1 Introduction – religious freedom as the “first freedom”

What it is and why it matters

That some of the natural rights of mankind are unalienable, and subject to no control but that of the Deity. Such are the sacred rights of conscience. Which in a state of nature, and of civil society, are exactly the same. They can neither be parted with nor controlled, by any human authority whatever.
—Samuel Stillman1
There are other branches of knowledge, which will be of great advantage to men in power. It is, at least, desirable that they should have a tolerable acquaintance with natural law – that they understand the natural rights of men, which are the same, under every species of government, and do not owe their origin to the social compact. Such, in a peculiar manner, are the sacred rights of conscience.
—Chandler Robbins2
Truthhas nothing to fear from conflict, unless by human interposition disarmed of her natural weapons, free argument and debateTruth and reason are eternal. They have prevailed. And they will eternally prevail.

## DIRECTION 1
Rescale the records from the line containing "hat in the photo above." through the end of the records, both ends included. Repeat every line, requests included, with each coordinate in the answers multiplied by 1.7 and rounded to a whole number, halves rounded up.

Dataset excerpts on object pointing:

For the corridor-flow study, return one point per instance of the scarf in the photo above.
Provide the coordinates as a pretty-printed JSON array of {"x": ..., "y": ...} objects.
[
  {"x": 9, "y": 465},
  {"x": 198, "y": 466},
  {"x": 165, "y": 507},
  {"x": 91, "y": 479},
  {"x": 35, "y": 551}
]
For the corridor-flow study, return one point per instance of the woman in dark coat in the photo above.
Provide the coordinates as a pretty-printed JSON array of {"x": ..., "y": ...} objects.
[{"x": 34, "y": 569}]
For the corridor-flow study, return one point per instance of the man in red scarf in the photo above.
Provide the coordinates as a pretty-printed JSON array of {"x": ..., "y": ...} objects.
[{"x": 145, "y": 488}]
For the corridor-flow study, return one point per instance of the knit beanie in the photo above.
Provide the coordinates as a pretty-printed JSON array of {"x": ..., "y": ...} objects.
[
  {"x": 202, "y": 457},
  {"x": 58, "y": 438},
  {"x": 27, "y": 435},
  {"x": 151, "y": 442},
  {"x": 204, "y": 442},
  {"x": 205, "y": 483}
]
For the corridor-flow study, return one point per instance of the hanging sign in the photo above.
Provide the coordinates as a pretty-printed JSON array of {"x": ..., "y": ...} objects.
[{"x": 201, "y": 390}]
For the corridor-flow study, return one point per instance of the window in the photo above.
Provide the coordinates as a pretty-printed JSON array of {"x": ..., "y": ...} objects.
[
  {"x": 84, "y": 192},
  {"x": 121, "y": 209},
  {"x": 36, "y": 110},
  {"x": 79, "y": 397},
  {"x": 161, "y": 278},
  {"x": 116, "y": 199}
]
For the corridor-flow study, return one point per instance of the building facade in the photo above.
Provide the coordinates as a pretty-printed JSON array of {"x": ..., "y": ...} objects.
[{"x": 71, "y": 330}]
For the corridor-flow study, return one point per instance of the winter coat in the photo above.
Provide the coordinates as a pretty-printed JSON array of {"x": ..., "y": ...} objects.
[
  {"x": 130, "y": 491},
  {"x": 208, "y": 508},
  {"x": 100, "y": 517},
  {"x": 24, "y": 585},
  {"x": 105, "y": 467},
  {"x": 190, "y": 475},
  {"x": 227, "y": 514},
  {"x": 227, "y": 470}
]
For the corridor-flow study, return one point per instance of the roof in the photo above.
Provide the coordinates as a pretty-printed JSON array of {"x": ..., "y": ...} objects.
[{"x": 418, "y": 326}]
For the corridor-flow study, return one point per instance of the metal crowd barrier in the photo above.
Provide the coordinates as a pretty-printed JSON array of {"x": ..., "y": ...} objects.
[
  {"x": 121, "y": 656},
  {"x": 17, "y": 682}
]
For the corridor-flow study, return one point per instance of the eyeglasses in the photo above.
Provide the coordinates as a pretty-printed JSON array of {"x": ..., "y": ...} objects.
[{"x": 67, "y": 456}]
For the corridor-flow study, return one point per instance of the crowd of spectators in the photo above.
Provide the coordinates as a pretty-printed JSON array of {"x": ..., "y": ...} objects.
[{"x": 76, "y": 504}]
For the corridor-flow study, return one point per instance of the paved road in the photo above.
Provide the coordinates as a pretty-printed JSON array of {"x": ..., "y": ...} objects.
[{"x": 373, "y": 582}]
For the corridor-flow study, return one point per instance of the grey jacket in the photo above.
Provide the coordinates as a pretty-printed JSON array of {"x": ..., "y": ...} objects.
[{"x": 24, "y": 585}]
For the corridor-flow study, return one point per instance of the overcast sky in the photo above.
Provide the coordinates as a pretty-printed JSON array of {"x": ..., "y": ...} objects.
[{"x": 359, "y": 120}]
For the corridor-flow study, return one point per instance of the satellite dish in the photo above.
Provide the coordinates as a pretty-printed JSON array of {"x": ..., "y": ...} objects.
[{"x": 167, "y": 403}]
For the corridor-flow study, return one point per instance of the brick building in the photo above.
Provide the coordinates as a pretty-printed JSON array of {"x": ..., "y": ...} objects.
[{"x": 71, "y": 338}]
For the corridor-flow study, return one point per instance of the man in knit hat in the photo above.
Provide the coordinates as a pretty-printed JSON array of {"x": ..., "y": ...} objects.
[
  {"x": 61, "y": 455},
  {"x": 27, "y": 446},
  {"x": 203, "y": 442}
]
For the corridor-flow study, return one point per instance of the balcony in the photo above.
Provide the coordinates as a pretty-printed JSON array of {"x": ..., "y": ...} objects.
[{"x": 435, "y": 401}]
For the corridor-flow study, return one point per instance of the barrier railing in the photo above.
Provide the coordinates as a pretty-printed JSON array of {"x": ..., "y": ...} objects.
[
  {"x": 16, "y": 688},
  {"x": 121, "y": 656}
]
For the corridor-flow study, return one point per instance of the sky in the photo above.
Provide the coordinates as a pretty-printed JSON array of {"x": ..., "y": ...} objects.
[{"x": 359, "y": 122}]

## DIRECTION 2
Translate this sentence from the passage on religious freedom into Spanish: "They can neither be parted with nor controlled, by any human authority whatever."

## EXERCISE RESPONSE 1
For the corridor-flow study, return one point per instance of the man in knit hat in the photo above.
Provide the coordinates as a pretty-printed JSON array of {"x": ..., "y": ...} objects.
[
  {"x": 104, "y": 774},
  {"x": 46, "y": 758},
  {"x": 345, "y": 751}
]
For the corridor-flow study, return one point per instance of the balcony in the photo above.
Provide the coordinates as a pretty-printed JSON array of {"x": ..., "y": ...} objects.
[{"x": 740, "y": 682}]
For the corridor-flow study, return one point per instance of the barrier railing in the photo above.
Provide the coordinates as a pretty-printed JSON array of {"x": ..., "y": ...} objects.
[
  {"x": 27, "y": 1170},
  {"x": 206, "y": 1115}
]
For the corridor-flow study, return one point per instance of the sky in the photo above.
Provide the coordinates as a pretty-printed JSON array of {"x": ..., "y": ...} objects.
[{"x": 610, "y": 207}]

## EXERCISE RESPONSE 2
No pueden ser cedidos ni controlados por ninguna autoridad humana, sea cual fuere.